[[ Material provided, beginning ]]
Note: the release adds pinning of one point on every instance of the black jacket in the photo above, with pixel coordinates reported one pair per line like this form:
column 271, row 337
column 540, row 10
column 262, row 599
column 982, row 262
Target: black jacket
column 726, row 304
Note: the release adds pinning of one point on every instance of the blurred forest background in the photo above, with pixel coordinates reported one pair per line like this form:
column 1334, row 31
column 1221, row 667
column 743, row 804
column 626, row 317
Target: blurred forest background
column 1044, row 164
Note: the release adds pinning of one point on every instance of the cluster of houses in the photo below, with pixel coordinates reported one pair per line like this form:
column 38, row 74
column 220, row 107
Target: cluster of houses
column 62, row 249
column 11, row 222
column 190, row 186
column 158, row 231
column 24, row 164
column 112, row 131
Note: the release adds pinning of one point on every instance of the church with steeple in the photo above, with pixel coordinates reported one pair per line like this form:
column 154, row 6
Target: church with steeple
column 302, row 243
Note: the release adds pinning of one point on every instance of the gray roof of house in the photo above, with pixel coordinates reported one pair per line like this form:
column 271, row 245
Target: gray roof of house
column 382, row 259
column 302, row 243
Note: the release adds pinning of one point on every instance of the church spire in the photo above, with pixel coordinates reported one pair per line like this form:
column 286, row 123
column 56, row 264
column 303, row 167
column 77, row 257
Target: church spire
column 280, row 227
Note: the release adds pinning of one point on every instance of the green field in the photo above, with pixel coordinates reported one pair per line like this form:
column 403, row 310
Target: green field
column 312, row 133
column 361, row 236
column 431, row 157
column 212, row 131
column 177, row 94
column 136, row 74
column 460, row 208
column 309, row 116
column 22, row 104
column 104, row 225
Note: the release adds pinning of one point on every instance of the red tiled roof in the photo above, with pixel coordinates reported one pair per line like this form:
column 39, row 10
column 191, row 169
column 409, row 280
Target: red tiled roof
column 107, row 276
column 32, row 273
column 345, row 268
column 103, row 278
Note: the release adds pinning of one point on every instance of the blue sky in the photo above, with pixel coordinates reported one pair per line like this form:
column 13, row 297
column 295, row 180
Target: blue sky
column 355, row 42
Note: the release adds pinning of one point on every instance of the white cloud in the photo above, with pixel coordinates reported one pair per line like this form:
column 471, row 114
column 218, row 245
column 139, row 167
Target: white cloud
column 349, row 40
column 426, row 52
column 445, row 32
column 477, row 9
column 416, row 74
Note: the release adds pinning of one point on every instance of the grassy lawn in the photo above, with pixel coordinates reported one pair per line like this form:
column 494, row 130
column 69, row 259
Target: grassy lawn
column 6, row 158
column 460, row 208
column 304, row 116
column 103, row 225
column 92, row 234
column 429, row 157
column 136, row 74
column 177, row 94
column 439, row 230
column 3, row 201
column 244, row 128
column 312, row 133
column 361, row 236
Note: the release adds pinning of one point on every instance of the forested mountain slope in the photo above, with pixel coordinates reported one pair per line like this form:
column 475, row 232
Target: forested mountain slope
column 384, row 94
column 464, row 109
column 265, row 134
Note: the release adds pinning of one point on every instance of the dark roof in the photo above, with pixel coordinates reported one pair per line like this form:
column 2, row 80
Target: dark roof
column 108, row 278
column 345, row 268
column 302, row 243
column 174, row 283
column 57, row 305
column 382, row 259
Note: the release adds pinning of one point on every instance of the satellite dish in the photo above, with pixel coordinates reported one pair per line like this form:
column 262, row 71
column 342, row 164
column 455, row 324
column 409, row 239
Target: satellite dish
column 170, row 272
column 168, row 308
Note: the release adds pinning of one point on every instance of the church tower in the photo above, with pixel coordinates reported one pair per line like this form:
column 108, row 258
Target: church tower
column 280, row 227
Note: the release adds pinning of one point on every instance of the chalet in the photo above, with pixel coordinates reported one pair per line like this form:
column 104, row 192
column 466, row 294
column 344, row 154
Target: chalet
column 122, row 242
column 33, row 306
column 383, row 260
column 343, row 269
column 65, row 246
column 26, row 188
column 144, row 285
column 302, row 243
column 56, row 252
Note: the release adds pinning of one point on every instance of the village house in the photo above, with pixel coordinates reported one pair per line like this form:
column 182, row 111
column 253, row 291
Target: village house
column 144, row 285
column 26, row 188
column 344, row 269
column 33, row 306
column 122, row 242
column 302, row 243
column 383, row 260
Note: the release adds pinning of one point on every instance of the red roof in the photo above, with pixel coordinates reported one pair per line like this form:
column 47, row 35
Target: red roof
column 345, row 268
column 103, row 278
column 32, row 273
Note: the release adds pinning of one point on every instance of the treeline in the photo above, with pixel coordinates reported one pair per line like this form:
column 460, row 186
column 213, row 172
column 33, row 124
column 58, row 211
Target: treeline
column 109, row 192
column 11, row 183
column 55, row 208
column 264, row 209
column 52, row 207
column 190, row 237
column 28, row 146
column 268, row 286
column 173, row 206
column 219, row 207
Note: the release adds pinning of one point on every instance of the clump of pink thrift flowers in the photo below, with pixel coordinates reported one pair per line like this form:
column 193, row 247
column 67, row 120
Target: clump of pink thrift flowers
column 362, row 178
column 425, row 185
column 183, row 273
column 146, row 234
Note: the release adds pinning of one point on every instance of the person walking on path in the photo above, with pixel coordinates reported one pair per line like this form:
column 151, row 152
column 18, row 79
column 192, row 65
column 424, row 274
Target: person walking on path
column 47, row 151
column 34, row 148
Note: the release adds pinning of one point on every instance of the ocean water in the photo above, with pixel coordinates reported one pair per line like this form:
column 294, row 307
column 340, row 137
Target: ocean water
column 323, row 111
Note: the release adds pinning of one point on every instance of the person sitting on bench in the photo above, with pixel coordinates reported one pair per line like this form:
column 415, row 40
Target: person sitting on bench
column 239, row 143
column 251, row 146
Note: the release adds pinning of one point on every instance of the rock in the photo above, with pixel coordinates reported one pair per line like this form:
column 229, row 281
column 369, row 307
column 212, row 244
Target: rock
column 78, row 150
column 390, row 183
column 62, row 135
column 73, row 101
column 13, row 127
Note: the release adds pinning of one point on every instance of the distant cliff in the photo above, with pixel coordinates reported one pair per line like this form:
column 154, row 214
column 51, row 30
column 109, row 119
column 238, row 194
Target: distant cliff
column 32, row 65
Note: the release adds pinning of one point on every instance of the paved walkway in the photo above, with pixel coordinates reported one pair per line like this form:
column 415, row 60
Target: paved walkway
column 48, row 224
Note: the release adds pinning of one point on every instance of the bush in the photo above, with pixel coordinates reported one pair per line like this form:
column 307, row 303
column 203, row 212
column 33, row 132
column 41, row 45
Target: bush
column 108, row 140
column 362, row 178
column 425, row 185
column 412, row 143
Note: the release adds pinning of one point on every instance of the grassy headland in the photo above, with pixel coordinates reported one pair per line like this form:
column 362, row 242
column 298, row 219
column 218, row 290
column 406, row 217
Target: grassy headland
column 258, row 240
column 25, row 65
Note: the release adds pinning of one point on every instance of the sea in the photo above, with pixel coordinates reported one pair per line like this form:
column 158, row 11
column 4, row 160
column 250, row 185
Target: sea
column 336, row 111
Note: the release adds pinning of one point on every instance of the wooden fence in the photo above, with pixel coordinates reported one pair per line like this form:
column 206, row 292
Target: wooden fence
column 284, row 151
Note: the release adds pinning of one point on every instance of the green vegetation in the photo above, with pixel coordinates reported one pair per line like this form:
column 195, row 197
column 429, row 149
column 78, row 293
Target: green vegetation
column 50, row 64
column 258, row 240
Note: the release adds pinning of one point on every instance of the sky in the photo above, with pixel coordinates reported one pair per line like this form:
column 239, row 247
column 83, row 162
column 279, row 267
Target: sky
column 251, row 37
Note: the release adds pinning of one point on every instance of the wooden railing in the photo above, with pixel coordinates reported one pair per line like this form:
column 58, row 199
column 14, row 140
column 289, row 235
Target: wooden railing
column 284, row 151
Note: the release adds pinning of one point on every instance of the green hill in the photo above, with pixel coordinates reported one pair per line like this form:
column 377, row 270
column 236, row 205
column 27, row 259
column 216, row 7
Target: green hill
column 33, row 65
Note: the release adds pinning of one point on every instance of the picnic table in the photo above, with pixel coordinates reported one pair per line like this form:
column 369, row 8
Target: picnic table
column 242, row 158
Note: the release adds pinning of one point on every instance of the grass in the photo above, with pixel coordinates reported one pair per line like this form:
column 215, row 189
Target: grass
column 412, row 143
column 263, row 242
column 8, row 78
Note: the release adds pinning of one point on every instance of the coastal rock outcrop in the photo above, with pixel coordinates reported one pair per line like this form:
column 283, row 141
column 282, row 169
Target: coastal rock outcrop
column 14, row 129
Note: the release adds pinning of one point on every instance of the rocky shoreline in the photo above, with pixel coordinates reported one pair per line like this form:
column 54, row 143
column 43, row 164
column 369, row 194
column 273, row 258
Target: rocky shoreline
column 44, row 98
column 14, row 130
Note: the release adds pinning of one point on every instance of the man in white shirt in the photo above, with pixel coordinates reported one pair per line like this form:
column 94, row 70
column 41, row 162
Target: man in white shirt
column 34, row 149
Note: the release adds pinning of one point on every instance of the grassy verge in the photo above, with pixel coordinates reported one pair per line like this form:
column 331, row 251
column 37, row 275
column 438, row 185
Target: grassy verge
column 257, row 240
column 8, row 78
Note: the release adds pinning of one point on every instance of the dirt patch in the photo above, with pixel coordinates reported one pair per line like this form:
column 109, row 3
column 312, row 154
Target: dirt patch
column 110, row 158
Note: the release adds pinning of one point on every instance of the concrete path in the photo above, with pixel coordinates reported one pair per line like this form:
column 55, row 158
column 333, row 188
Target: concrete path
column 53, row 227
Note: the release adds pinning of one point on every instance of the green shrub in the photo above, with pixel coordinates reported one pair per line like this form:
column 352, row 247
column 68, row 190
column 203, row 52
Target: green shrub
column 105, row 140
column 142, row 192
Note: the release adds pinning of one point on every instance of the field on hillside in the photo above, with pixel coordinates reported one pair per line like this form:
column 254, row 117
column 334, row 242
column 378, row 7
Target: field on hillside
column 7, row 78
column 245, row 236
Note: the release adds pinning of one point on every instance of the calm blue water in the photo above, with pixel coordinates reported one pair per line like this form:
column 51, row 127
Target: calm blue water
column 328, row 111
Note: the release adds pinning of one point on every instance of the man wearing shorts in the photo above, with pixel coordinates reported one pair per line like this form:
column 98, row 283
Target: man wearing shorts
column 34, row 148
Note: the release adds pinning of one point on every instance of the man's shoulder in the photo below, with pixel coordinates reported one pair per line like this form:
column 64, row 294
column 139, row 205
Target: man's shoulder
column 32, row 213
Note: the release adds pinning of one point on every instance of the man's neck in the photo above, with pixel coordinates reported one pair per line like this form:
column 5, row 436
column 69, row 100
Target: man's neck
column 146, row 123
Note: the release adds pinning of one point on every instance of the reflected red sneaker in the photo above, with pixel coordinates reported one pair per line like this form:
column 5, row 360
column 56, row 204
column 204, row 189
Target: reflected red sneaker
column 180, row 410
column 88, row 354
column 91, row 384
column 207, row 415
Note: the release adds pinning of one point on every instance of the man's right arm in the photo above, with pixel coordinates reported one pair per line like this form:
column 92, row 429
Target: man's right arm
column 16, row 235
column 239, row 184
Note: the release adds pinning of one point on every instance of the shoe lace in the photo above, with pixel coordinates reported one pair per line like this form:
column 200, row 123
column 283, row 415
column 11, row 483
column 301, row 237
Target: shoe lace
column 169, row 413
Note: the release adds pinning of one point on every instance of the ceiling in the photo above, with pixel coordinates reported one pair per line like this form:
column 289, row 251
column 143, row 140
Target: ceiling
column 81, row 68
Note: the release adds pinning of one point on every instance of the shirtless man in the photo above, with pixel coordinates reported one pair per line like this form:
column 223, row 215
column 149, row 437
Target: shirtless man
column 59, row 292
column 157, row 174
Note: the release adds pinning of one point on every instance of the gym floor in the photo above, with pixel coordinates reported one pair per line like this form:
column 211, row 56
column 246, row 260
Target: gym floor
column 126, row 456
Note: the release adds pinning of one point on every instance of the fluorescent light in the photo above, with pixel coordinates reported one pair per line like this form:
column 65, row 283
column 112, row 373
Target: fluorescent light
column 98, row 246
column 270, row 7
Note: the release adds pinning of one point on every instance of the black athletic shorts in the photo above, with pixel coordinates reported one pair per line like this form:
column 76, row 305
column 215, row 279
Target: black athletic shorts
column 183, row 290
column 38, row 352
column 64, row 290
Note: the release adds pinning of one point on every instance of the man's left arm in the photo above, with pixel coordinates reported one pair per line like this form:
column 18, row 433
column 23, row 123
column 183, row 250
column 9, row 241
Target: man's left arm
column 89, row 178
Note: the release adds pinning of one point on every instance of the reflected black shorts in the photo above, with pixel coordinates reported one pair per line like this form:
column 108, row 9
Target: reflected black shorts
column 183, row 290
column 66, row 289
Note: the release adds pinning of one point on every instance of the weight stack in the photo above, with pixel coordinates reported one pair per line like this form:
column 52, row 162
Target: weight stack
[[ Material provided, end ]]
Aim of the exercise: For every line in the listing above that mentions the word "weight", make a copy.

Expected output:
Note: the release adds pinning of one point on every instance of the weight stack in the photo above, with pixel coordinates reported one pair per line like this form:
Target: weight stack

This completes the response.